Work order :: All of the records must come back exactly. Please repeat them in full.

Data shown ::

* * *

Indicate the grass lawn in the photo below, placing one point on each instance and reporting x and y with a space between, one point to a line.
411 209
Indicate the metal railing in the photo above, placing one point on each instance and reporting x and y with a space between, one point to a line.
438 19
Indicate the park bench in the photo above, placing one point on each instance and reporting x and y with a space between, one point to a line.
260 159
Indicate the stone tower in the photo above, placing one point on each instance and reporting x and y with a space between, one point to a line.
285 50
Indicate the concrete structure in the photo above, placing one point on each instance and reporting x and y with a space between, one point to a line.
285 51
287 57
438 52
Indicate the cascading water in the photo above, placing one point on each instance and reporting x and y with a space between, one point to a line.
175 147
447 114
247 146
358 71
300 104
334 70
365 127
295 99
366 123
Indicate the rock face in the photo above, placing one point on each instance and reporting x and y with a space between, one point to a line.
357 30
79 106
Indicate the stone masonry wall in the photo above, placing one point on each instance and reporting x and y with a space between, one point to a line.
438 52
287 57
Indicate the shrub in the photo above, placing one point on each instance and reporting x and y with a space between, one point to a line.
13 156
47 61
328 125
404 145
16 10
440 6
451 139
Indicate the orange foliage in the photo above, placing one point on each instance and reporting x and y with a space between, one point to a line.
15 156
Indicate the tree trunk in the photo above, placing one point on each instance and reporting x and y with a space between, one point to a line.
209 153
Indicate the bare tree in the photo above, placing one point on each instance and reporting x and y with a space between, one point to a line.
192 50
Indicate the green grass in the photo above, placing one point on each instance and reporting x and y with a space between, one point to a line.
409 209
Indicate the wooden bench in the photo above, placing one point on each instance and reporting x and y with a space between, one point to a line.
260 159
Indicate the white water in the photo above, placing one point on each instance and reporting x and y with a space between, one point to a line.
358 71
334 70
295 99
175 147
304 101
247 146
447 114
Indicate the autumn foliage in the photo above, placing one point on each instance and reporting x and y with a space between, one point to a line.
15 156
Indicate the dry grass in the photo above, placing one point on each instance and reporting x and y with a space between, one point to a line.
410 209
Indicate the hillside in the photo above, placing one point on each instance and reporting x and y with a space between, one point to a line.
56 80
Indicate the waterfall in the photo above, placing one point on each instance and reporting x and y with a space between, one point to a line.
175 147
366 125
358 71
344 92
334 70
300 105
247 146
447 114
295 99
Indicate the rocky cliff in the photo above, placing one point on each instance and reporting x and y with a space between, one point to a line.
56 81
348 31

* * *

Reply ::
Indicate the grass lawn in the photo below, placing one point on each instance and reporting x and y with a space between, one point to a line.
411 209
Indicate the metal railing in the photo above, placing one point on each instance and reporting x and y with a space between, one point to a line.
438 19
Indicate the park bench in the photo above, placing one point on each instance and reporting x and y with a space between, one point to a line.
260 159
Indicate the stone tower in the photo above, placing one point on each instance and reporting x and y with a space between, one point to a line.
285 50
Indicate the concrete structure in the photo above, placing one point on each instance and reporting x and y with a space between, one point to a line.
285 51
287 57
438 52
Indicate the cascading water in the photo above, placing one point on each instance and reporting x and y with a space between, one point to a line.
175 147
447 114
247 146
358 71
300 104
334 70
365 127
295 99
366 123
Indicate the rock face in the photo above, placing one point on each instance and reporting x and y with a space between, one point to a line.
357 30
79 106
Indicate the stone masonry wall in the photo above, placing one point on each instance and reporting x and y with a space between, one point to a line.
438 52
287 57
Indicate the shrub in the photo above, placing one point on each instance and reporting x and y with a space between, one point to a line.
13 156
47 61
328 125
404 145
16 10
440 6
451 139
Indicate the orange foliage in the photo above, placing one point on each instance and reporting x and y with a space between, one point to a line.
15 156
Indicate the tree trunk in the photo above, placing one point on each instance and reporting x and y with a space between, one point to a line.
209 153
Indicate the bare tree in the photo above, placing one point on each instance and reporting x and y with a space between, one point to a line.
192 50
Indicate the green grass in the photo above, placing one point on each instance and reporting x and y with a space between, one point to a line.
409 209
Indicate the wooden bench in the photo above, placing one point on each instance and reporting x and y with a space between, one point to a line.
260 159
Indicate the white water in the photo above, placing one point on each instance and reporting x and y with a space between, one point to a line.
358 71
334 70
295 99
175 147
304 101
247 146
447 114
Indicate the autumn foliage in the photo above, placing one point on each instance and reporting x and y with a space between, one point to a line.
15 156
Indicate the dry grass in the photo above, placing one point on each instance and reporting x and y with a space between, one point to a line.
410 209
Indicate the hillside in the photo above, placing one point on each instance and reporting x and y with a space between, one point to a line.
56 80
Indicate the waterfall in the photo above, placing one point on each instance and reporting x and y with a space between, one point to a line.
175 147
366 125
358 71
344 92
334 70
300 105
247 146
447 114
295 99
Indicate the rocky cliff in the photo above, placing one point on each instance and reporting x and y with a space between, one point to a line.
56 81
348 31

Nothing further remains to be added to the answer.